Multi-node Deployment
If you want to deploy multi-node environment, you need to verify multi-node communication according to verify multi-node communication environment.
:::::{tab-set} :sync-group: install
::::{tab-item} A3 series :sync: A3
glm-5-bf16: require at least 2 Atlas 800 A3 (64G × 16).
Run the following scripts on two nodes respectively.
node 0
:substitutions:
# this obtained through ifconfig
# nic_name is the network interface name corresponding to local_ip of the current node
nic_name="xxx"
local_ip="xxx"
# The value of node0_ip must be consistent with the value of local_ip set in node0 (master node)
node0_ip="xxxx"
export HCCL_OP_EXPANSION_MODE="AIV"
export HCCL_IF_IP=$local_ip
export GLOO_SOCKET_IFNAME=$nic_name
export TP_SOCKET_IFNAME=$nic_name
export HCCL_SOCKET_IFNAME=$nic_name
export OMP_PROC_BIND=false
export OMP_NUM_THREADS=1
export HCCL_BUFFSIZE=200
export VLLM_ASCEND_BALANCE_SCHEDULING=1
export PYTORCH_NPU_ALLOC_CONF=expandable_segments:True
vllm serve /root/.cache/modelscope/hub/models/vllm-ascend/GLM5-bf16 \
--host 0.0.0.0 \
--port 8077 \
--data-parallel-size 2 \
--data-parallel-size-local 1 \
--data-parallel-address $node0_ip \
--data-parallel-rpc-port 12890 \
--tensor-parallel-size 16 \
--seed 1024 \
--served-model-name glm-5 \
--enable-expert-parallel \
--max-num-seqs 16 \
--max-model-len 8192 \
--max-num-batched-tokens 4096 \
--trust-remote-code \
--gpu-memory-utilization 0.95 \
--compilation-config '{"cudagraph_mode": "FULL_DECODE_ONLY"}' \
--speculative-config '{"num_speculative_tokens": 3, "method": "deepseek_mtp"}'
node 1
:substitutions:
# this obtained through ifconfig
# nic_name is the network interface name corresponding to local_ip of the current node
nic_name="xxx"

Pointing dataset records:

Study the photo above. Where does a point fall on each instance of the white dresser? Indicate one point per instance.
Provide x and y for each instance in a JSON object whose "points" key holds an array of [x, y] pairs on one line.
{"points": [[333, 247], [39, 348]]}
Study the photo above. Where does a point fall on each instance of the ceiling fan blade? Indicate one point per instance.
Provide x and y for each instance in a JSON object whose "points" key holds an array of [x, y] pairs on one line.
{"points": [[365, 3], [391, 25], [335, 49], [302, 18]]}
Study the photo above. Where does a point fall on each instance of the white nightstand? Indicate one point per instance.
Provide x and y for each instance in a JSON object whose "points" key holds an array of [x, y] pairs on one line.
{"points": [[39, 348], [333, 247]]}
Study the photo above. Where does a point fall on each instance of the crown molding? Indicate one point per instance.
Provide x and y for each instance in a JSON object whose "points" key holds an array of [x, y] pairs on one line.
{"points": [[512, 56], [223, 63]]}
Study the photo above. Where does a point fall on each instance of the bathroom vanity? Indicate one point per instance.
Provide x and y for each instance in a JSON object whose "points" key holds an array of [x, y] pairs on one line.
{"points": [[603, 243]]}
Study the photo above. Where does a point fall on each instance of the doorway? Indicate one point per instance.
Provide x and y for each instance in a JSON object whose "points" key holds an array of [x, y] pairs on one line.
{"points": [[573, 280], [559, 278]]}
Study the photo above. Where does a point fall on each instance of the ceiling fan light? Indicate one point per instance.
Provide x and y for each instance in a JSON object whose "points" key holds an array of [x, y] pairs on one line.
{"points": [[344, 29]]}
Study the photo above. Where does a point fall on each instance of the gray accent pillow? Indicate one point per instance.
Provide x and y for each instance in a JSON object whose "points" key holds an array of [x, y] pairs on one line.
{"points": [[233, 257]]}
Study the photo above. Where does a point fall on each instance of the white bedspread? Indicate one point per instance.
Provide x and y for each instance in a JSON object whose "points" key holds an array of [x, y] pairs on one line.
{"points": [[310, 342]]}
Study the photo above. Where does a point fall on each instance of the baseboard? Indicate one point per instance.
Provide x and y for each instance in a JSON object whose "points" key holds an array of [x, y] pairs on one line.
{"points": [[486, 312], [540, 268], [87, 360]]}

Work to complete:
1. Retype the multi-node deployment guide, starting at "Multi-node Deployment" and ending at "(64G × 16).".
2. According to the multi-node deployment guide, what is the minimum hardware that glm-5-bf16 requires?
3. Condense the paragraph of the multi-node deployment guide that begins "If you want to deploy multi-node environment" into a single shorter sentence.
These items come from a source separate from the multi-node deployment guide.

Answers for the tasks:
1.
Multi-node Deployment
If you want to deploy multi-node environment, you need to verify multi-node communication according to verify multi-node communication environment.
:::::{tab-set} :sync-group: install
::::{tab-item} A3 series :sync: A3
glm-5-bf16: require at least 2 Atlas 800 A3 (64G × 16).

2. At least 2 Atlas 800 A3 (64G × 16).

3. Before deploying a multi-node environment, verify multi-node communication as described in verify multi-node communication environment.